Dataset rows on where objects appear
══════
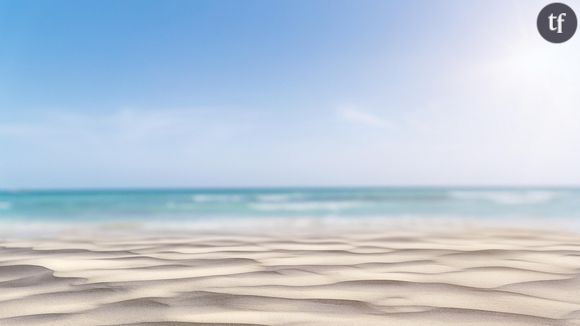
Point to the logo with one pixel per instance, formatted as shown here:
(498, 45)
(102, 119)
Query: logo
(557, 23)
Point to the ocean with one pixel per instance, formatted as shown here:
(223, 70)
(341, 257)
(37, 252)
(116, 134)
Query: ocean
(348, 203)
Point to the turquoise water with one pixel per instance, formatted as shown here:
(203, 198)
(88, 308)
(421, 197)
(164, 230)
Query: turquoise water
(162, 205)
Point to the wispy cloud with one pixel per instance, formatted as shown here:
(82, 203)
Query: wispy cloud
(357, 116)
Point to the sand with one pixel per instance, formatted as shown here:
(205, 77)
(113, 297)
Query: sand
(375, 277)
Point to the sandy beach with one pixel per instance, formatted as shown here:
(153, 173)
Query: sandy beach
(484, 276)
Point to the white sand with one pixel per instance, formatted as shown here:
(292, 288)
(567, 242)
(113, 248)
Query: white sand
(380, 277)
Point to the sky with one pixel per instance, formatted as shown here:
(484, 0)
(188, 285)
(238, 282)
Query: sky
(226, 93)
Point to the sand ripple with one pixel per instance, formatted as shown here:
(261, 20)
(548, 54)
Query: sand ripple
(478, 278)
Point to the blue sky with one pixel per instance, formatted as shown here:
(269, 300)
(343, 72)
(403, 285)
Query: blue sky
(284, 93)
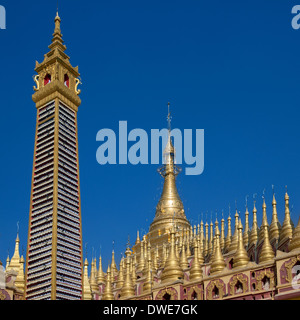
══════
§ Task to carry out:
Copy out the records, starting with the line containing "Point to the ocean" and going on through the end of the records, with every answer point moved by adding -89 to both of its coordinates. Give only those lines, and leave the pictures out.

§ Finished task:
Point to the ocean with one pixel per instance, formatted as shown here:
(223, 70)
(341, 257)
(37, 252)
(116, 134)
Query: ocean
(259, 114)
Point to the turquoise water with one pixel per instance, formatted as shown here:
(203, 198)
(88, 308)
(421, 197)
(164, 230)
Query: turquoise water
(73, 116)
Point to the wispy cloud with one pixel per instance, formatted as shown here:
(82, 203)
Query: wispy cloud
(268, 27)
Point to the sand with one pixel per instance, formatted as shown here:
(205, 77)
(113, 297)
Query: sand
(286, 188)
Point to the sandy beach with one pixel per instance, formatted as shown here:
(153, 173)
Query: sandy beach
(395, 187)
Point to the white sand with one pixel per instance, formatted as shown here:
(292, 288)
(567, 242)
(113, 248)
Query: white sand
(291, 188)
Point to the sky with one pixel per instance, formatted as shown here:
(484, 0)
(188, 285)
(238, 282)
Query: sky
(137, 4)
Point to the sand ripple with one pixel per instance, formatted as shown here:
(261, 20)
(548, 54)
Query: sand ripple
(389, 189)
Point to the blue sky with one pixel per instance, formatted as shown here:
(269, 300)
(343, 72)
(403, 285)
Query: blue sky
(195, 4)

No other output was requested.